- INSTRUCTION 1
Pull out every line of the records that contains the string "cherub", matching its case exactly.
------------------------------------------------------------
FORMATION AND MEMBERSHIP OF TRADE UNIONS

Introduction

The general principles that underlie the formation and membership of trade unions are the same ones that are mentioned in the Employment Act and that we have already discussed, mainly, the freedom of association. Sections 4 to 11 of the Labour Relations Act, 2007 sets out these principles:

Rights of Employees

  • Every employee has a right to participate in the forming of a trade union, to join a trade union and to leave a trade union.
  • Once that person has become a member of a trade union, they have a right to participate in its lawful activities, to participate in the election of its officials and representatives and to stand for election and to be appointed an official or officer of the trade union and as a trade union representative. This is subject to the constitution of each trade union.
  • No person shall give an advantage or promise to give an advantage to an employee or person seeking employment in exchange for the person not joining or participating in a trade union.

Rights of Employers

  • Employers also have the right to participate in the formation of an employer’s organization or a federation of employers’ organization and also to join these organizations or federations, participate in their lawful activities, participated in the elections, stand for election or seek appointment as an office bearer or official.
  • No person shall discriminate against an employer for exercising their rights to form and participate and join an employer’s organization.

Rights of Trade Unions, employers’ organizations or federations

  • They have a right to determine their own constitution and rules
  • They have a right to hold elections and to elect its officers
  • Right to plan and organise their administration and lawful activities
  • To participate in the formation of a federation of trade unions or federation of employers’ organizations
  • Right to join a federation of trade unions or employers organizations and to participate in their lawful activities
  • Right to affiliate with and participate in the activities of international organizations

If any contract was made between an employer and an employee that contradicts the rights that have been given by the Act, then the contract shall be invalid, unless the contractual provision has been permitted by the Act.

ESTABLISHMENT AND REGISTRATION OF TRADE UNIONS AND EMPLOYERS ORGANISATIONS

In order to recruit members to form a trade union or an employer’s organization, the person must first obtain a certificate from the Registrar of trade unions. That means that an application must be made and be signed by two persons who are promoting the establishment of the trade union or employers organization, it shall specify the name of the proposed trade union or employers organization and any other information that is required by law.

The Registrar shall issue a certificate within three days unless the application is defective or the name of the proposed trade union is the same as that of an already existing trade union or employers organization or even if not the same, it is sufficiently similar so as to mislead or cause confusion.
------------------------------------------------------------
- INSTRUCTION 2
Rewrite the text on trade unions between "If any contract" and "required by law.", inclusive, changing "invalid" to "void".

- EXERCISE MATERIAL
------------------------------------------------------------
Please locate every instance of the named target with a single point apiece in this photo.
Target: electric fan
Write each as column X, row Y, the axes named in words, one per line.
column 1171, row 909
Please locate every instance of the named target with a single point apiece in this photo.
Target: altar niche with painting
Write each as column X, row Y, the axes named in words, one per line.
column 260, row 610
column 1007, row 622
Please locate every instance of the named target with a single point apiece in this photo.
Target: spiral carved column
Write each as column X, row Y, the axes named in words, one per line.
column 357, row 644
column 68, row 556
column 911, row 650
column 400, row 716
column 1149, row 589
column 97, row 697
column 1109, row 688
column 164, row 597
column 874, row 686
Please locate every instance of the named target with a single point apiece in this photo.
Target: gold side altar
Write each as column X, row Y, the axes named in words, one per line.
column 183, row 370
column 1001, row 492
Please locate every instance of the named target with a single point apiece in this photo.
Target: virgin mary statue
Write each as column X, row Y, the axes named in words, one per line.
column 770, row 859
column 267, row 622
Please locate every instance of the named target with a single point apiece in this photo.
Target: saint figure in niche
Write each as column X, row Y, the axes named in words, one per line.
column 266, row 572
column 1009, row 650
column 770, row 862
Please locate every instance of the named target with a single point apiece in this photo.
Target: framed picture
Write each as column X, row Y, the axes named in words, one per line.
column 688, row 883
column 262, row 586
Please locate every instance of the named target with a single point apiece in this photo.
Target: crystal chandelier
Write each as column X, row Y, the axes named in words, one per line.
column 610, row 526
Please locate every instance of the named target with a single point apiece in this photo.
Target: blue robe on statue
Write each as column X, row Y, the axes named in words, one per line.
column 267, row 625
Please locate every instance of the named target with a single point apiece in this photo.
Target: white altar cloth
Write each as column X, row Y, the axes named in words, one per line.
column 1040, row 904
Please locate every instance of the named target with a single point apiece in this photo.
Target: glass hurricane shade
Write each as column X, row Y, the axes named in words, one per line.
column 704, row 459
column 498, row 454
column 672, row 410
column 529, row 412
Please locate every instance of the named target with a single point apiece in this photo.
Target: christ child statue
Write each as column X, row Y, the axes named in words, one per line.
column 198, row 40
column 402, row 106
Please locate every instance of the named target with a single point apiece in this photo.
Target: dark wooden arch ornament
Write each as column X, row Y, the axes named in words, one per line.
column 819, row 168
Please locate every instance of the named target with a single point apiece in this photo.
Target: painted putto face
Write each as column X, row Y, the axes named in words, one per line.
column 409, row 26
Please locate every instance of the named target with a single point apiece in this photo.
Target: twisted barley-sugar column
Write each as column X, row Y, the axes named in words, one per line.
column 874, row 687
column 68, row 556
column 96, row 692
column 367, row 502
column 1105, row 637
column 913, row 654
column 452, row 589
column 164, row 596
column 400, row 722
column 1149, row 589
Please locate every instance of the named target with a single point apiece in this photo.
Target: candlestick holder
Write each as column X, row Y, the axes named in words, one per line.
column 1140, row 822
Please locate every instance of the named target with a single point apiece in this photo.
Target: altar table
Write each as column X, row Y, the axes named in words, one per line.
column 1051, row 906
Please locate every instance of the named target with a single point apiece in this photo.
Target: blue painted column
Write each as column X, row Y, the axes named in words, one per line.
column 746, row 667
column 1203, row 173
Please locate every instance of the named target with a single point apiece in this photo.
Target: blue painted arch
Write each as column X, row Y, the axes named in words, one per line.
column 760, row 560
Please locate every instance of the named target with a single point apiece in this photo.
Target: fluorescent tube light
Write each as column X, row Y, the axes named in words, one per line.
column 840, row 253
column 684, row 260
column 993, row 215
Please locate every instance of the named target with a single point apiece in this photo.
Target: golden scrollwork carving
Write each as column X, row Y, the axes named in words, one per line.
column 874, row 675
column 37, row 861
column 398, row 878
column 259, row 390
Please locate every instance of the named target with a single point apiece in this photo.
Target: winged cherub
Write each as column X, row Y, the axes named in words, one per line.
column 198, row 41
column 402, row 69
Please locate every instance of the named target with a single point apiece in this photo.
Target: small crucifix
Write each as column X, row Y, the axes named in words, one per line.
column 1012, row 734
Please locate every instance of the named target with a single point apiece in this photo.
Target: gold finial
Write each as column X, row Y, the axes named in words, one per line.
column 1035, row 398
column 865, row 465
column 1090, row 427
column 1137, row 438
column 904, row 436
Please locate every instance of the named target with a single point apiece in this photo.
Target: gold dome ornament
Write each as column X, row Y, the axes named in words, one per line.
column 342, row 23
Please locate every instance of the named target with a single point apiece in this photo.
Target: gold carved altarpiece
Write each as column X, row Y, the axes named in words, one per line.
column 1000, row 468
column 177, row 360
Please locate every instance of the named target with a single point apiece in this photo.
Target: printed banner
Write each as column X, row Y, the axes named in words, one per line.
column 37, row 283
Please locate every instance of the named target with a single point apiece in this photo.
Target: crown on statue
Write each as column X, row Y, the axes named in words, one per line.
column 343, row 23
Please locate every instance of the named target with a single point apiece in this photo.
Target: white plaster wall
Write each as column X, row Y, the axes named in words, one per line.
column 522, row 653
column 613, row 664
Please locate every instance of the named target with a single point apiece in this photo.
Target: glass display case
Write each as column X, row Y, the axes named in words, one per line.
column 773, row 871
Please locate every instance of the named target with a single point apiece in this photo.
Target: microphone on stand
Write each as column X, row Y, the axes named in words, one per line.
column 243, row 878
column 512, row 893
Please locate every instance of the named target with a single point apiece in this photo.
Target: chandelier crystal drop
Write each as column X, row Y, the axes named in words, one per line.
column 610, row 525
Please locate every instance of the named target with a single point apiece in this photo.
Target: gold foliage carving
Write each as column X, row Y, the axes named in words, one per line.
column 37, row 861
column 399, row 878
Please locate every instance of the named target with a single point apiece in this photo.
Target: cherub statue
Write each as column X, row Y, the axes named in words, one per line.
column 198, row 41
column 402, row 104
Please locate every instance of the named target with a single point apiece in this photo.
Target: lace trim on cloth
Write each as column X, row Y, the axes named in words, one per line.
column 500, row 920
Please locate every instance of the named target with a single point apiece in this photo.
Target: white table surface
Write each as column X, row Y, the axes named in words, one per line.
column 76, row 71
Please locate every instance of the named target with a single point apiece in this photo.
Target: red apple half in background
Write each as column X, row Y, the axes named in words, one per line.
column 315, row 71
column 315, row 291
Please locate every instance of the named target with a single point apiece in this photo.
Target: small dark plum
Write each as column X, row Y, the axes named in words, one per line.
------------------------------------------------------------
- TASK RESPONSE 1
Target: winged cherub
Target: cherub statue

- TASK RESPONSE 2
If any contract was made between an employer and an employee that contradicts the rights that have been given by the Act, then the contract shall be void, unless the contractual provision has been permitted by the Act.

ESTABLISHMENT AND REGISTRATION OF TRADE UNIONS AND EMPLOYERS ORGANISATIONS

In order to recruit members to form a trade union or an employer’s organization, the person must first obtain a certificate from the Registrar of trade unions. That means that an application must be made and be signed by two persons who are promoting the establishment of the trade union or employers organization, it shall specify the name of the proposed trade union or employers organization and any other information that is required by law.